--- TEXT SEGMENT ---

ART - AUSTRALIAN - RUSSEL DRYSDALE RETROSPECTIVE


In the post-war decades, Russell Drysdale defined the outback landscape for settler Australians just as Nolan deepened its historical dimension and Arthur Boyd its mythology. Humphrey McQueen responds to the current Drysdale retrospective by considering how 1998 Australians should read his iconography.

Faces in the bush
When the stage lights came on for the opening scene of Dorothy Hewitt's Man from Mukinupin, audiences gasped with recognition at the tones and forms from Russell Drysdale's country towns. How had those 1940s images of the bush become part of the consciousness of Sydney theatre-goers in the mid-1980s?

Drysdale's work had not always been popular. His lumpish ladies had been condemned as certain, if shown overseas, 'to defeat the immigration policy.' His lanky blokes were scorned as impositions of eugenically unfit Oklahoma sharecroppers.

Russell Drysdale (1912-81) had supporters in the Fairfax and Murdoch press, but how his harsh tones and ungainly figures came to be accepted as heroically Australian as Streeton's blue-gold scenery or Roberts's musculine shearers is another instance of the popularisation of museum art awaiting a chronicler of calendars and greeting cards, of dealers and academe.

The success that set designers had in transferring Drysdale's townscapes to the stage had its sources in the painter's oeuvrewhere literary, narrative and theatrical elements abound. These aspects are apparent in his current retrospective.

Among the most famous of Drysdale's works is 'The drover's wife' with its echo from the short story by Henry Lawson. Murray Bail, Barbara Jeffries and Frank Moorhouse have added to the legends concerning Drysdale's figure. If Drysdale did borrow his title from Lawson, is it not also possible that the flowers in 'The back verandah' (1942) and 'Country child' (1948) were cuttings from 'Water Them Geraniums'?  

Around 1930 the poet Kenneth Slessor had described 'Country Towns' as 'sprayed with the sarcasm of flies.' Without suggesting that his verses inspired Drysdale, we need to be less stuck on the stoic and more alert to the comic in his images, bearing in mind the jocularity that Henry Lawson introduced into his jousts with Paterson about the charms of the city against those up country. The country wife who identified with the 'Woman in a landscape'(1948) picked up this whimsy when she defended the truthfulness of that portrayal because the artist had recognised her bunions, her forgetfulness in regard to 'Venus Form' tablets and her failure to keep hairdressing appointments.

In a similiar mood, Drysdale's 'Going to the pictures' (1941) presents the family in their Sunday best, as if on their way to a funeral rather than to a lighter entertainment. No one who revelled in the impishness of his companion Donald Friend (1915-89) could have kept a straight face before such incongruities. 'Man reading a paper' (1941) shows the figure sitting on a stump but no great wit is needed to see that his pose is that of another latrine sitter, one whose dunny has been knocked down, perhaps by emus.

--- DATA EXTRACT ---
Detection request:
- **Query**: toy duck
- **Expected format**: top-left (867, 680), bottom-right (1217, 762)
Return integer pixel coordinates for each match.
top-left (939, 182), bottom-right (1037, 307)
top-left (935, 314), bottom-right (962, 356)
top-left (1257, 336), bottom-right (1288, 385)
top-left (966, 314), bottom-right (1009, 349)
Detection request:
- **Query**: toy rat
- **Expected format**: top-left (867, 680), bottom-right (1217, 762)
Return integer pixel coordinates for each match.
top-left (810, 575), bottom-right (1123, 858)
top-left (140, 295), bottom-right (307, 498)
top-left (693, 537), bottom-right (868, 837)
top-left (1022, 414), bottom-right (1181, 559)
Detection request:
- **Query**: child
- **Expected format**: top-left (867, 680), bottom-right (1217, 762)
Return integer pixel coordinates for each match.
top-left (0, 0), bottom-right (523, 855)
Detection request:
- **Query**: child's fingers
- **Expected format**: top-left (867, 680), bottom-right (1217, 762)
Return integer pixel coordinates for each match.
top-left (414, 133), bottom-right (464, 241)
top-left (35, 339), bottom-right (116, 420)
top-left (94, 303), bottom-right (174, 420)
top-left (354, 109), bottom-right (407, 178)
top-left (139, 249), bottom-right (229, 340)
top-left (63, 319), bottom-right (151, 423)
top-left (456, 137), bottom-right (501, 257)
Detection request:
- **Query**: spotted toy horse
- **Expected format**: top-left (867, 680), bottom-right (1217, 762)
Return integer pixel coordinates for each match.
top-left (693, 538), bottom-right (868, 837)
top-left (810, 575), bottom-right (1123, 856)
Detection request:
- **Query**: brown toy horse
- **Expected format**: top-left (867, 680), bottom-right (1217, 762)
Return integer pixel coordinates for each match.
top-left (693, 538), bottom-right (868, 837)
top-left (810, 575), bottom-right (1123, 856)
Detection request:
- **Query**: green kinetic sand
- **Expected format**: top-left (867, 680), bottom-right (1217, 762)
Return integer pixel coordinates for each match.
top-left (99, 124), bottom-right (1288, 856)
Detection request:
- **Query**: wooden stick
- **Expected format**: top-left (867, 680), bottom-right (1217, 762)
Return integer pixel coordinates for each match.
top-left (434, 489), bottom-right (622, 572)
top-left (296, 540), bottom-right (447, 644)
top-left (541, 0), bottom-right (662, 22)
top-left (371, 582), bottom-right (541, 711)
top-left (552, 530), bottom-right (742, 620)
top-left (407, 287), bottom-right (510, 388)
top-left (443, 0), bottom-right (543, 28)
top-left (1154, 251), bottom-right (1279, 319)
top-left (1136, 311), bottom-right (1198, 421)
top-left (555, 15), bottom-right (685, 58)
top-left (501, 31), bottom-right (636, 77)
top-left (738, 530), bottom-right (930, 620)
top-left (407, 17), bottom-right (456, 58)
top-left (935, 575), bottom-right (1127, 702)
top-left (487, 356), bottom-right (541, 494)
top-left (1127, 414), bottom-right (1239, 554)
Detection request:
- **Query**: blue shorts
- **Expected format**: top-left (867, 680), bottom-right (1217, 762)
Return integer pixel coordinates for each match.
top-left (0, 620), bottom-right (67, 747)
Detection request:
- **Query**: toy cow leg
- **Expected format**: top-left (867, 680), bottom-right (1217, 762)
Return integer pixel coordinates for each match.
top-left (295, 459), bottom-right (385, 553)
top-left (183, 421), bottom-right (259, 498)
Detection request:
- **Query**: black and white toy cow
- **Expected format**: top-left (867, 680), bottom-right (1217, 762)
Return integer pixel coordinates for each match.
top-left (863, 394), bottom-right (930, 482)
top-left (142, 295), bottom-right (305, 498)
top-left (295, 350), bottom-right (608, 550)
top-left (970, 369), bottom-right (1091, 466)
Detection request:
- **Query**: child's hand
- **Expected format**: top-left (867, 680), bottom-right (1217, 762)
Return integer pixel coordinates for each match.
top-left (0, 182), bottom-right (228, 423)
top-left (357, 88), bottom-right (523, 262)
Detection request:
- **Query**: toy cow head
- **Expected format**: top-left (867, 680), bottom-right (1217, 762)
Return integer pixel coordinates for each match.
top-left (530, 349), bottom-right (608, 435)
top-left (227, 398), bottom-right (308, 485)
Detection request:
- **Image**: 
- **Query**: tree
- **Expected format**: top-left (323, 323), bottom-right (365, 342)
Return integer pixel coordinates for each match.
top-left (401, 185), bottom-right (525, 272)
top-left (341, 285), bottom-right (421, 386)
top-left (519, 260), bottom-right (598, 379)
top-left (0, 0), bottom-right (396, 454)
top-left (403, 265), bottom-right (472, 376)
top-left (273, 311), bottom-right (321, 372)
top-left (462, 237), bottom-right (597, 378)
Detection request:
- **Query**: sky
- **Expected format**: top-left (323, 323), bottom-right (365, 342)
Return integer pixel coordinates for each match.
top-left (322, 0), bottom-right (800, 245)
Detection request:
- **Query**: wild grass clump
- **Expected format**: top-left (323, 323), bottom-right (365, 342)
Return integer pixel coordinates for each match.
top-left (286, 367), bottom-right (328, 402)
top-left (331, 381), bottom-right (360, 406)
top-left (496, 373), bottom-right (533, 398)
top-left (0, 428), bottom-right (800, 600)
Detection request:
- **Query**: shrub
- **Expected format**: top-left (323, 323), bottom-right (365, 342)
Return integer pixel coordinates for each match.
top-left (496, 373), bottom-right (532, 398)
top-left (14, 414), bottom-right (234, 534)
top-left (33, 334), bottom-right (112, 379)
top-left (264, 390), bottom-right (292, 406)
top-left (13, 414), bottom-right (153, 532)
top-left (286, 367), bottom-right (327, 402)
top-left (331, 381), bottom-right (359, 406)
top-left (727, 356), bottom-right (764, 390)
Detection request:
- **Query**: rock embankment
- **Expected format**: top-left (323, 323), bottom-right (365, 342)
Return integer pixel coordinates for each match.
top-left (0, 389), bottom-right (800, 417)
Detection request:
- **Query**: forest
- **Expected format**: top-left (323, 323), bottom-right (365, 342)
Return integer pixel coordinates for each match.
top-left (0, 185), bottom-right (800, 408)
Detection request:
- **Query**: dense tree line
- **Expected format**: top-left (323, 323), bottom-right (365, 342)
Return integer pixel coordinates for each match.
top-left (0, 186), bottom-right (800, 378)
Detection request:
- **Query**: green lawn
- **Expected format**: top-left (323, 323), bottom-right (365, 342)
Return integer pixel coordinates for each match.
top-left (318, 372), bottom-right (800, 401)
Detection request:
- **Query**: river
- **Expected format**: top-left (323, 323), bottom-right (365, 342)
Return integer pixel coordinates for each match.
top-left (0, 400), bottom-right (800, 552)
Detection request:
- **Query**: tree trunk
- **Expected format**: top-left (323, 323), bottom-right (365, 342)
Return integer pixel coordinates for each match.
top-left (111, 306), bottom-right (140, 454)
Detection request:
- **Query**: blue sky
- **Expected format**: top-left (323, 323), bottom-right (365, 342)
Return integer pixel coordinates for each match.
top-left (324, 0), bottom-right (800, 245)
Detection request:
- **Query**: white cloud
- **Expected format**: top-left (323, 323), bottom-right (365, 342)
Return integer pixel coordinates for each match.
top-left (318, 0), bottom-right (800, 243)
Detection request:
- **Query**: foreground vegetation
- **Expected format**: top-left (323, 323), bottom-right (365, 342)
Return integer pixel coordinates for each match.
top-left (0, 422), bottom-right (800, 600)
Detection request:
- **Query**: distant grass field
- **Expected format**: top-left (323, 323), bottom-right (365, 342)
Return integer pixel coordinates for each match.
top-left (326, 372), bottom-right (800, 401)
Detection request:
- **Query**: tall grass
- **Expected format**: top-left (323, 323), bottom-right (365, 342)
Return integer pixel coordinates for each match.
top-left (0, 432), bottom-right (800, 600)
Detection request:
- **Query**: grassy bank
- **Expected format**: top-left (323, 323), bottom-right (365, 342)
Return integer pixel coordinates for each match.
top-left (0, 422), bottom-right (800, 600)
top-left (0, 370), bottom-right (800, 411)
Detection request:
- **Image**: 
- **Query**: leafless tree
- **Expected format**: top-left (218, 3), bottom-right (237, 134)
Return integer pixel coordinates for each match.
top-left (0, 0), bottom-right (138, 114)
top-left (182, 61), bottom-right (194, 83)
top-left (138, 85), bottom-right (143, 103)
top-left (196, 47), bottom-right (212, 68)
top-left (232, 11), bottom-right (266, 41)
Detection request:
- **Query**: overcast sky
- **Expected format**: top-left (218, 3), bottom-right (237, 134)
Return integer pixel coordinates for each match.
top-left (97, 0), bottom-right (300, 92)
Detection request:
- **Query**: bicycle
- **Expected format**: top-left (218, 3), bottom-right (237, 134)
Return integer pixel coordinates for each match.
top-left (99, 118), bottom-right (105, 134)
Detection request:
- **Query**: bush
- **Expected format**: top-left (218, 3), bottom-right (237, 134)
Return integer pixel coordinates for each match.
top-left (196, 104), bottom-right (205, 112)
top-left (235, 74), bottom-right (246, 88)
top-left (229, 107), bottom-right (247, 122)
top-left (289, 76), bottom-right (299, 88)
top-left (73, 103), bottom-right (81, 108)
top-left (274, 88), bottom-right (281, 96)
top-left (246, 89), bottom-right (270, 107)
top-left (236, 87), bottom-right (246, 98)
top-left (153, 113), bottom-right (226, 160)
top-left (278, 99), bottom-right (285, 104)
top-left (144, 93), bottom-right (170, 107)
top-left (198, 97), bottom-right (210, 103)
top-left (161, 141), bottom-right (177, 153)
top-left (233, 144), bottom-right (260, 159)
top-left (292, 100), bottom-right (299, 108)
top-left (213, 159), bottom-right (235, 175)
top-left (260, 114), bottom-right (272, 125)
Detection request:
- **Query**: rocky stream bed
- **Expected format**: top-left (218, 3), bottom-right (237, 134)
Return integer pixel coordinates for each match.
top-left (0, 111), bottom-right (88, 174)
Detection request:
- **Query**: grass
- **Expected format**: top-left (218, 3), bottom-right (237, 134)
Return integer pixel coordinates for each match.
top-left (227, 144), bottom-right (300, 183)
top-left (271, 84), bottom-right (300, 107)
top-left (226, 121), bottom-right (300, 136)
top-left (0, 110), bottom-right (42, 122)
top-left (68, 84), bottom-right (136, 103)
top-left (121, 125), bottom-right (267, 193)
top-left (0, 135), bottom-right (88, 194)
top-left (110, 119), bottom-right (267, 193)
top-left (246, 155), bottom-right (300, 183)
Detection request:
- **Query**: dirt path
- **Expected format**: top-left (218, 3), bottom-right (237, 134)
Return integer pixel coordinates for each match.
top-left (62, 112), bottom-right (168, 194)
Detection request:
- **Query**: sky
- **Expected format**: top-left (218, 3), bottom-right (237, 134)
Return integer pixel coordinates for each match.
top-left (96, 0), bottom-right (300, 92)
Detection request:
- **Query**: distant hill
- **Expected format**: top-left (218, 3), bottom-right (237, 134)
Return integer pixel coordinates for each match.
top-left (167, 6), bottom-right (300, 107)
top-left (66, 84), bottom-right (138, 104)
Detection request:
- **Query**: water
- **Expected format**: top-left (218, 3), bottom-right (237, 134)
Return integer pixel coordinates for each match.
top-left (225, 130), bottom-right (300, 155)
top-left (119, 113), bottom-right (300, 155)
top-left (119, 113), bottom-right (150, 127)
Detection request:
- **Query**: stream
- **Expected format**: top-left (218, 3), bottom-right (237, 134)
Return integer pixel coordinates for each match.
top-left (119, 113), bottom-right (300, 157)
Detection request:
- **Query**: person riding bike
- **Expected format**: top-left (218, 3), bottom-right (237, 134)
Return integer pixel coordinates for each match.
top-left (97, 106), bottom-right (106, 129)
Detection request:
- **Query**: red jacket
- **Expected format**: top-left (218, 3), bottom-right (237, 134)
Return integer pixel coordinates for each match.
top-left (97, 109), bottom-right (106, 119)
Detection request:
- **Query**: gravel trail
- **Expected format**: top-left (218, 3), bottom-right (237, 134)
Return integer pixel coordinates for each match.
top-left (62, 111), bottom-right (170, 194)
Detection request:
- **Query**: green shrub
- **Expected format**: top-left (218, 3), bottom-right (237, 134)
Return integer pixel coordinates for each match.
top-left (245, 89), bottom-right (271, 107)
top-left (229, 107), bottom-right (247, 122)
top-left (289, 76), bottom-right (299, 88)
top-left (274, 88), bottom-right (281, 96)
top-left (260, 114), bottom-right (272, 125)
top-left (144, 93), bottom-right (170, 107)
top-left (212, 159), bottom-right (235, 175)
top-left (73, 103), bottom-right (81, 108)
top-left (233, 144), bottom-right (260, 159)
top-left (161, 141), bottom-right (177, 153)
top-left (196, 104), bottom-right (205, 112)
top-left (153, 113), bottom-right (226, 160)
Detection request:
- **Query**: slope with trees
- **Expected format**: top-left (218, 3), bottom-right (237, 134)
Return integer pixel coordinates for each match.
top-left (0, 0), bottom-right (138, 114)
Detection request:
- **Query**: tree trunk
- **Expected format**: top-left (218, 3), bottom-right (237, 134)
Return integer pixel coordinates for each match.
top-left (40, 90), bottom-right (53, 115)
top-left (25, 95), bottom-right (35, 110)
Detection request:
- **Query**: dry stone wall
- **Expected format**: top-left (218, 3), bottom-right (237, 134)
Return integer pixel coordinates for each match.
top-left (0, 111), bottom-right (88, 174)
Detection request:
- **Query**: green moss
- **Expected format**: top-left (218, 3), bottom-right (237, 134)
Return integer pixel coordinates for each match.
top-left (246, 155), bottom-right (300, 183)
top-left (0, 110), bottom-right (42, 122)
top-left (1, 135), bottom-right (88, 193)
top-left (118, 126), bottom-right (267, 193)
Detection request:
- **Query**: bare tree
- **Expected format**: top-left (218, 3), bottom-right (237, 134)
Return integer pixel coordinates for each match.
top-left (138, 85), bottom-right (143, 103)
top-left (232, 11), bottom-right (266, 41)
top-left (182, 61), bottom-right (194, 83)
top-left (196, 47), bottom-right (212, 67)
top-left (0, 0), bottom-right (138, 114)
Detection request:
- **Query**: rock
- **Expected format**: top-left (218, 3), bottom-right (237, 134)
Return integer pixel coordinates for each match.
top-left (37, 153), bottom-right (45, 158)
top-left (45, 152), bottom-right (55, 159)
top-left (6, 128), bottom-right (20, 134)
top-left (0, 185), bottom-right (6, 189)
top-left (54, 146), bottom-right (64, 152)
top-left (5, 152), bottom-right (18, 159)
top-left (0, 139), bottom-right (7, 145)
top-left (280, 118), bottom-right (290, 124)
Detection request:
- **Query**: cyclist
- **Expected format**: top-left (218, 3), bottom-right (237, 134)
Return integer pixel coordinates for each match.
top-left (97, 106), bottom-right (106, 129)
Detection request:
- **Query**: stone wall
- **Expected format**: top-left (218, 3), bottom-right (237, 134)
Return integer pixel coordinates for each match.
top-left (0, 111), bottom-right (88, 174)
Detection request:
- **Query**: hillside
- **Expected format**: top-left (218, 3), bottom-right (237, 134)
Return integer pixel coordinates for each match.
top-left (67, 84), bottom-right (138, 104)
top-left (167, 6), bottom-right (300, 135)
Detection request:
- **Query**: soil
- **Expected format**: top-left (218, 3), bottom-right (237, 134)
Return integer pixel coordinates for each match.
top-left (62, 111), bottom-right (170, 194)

--- THE TASK ---
Please continue the essay on the Russell Drysdale retrospective, starting right after its last sentence about the dunny knocked down by emus.

--- FINAL ANSWER ---
In Drysdale's portraits, group or individual, the background is most often like a photographer's painted cloth. The distance between the foreground figure and the Australian landscape suggests that Drysdale did not accept that these bushmen were at one with their environments.

Much of what became typical in Drysdale's Australians is highlighted by the atypical aspects in his 1948 portrait of Donald Friend. The perpendicular line of his back and left leg repeats that of both father and son in 'The rabitter and his family' from ten years before. That is where the similarity ends since everything about the image of Friend is at odds with the world that Drysdale's usual subjects inhabit. He shows that he is no more at home in this landscape than is the ecceliastical architecture behind him. Placing his boot on a slab of rubble mocks the church as a rock of ages. Some of Drysdale's subjects, for example, 'Woman in a landscape', stare past the viewer. Others, such as 'Drover's wife', stare through us. Friend is staring at us, an invitation that is far from angelic.

To discover that Drysdale has left room in his world of men for the ludicrous, even the ribald, is in keeping with the 'hard case' of the Australian legend. But what if those images were subversive along the lines that they were accused of being in the 1940s, not celebrations of endurance but depictions of how survival had been won by a denial of thought, through an erasure of the imagination? In 'Middleton's Rouseabout', Lawson had described this 'type of a coming nation' as a pastoralist who is proud that he 'hasn't any idears.'

This calm is furthered by the portrayal of specific actions: feeding dogs, taking a bath, filing one's nails. Remote as he was from the techniques of the impressionists, he shared their concern to convey the particular moment. 'Sunday evening' (1941), for example, is distinguished from the other nights of the week, if at all, by the baby's bath.

Drysdale's handling of time cut short the plot lines. Compared with poets, painters have always been at a disadvantage when representing action. Within a single frame, story-telling has to be distilled to cathartic moments. Drysdale went around this issue by establishing a world outside the passing of time. His people wait but without expectations just as they seem free of impatience, as in 'Soldier' (1942). Silence is visualised. A few figures are listening though no one is speaking. Eventually, Drysdale owned up by entitling one of these country-town street scenes 'Ennui' (1944).

Because creators do both more and less than they set out to achieve, our interpretation of Drysdale's depictions can not be confined to a discerning of his intentions, even if they could be known with certainty. Avoidance of the intentional fallacy means trusting the imagery not the artist. But we are less likely to question either so long as discussion is dominated by the circularity that asserts that Drysdale was a good bloke and so his portrayals of Aussie battlers must be open-handed congratulations. Donald Friend knew better than to accept this equation, observing that the isolates in Drysdale's work were at odds with his personality as the most companionable of mates.  

To some extent Drysdale's representation of time as inaction resulted from his retreats to his city studio. No one could expect him to complete 'Moody's Pub' from across the street in the manner of Monet outside Rouen cathedral. But it is a paradox that most of the bush pictures were done in Vaucluse or London.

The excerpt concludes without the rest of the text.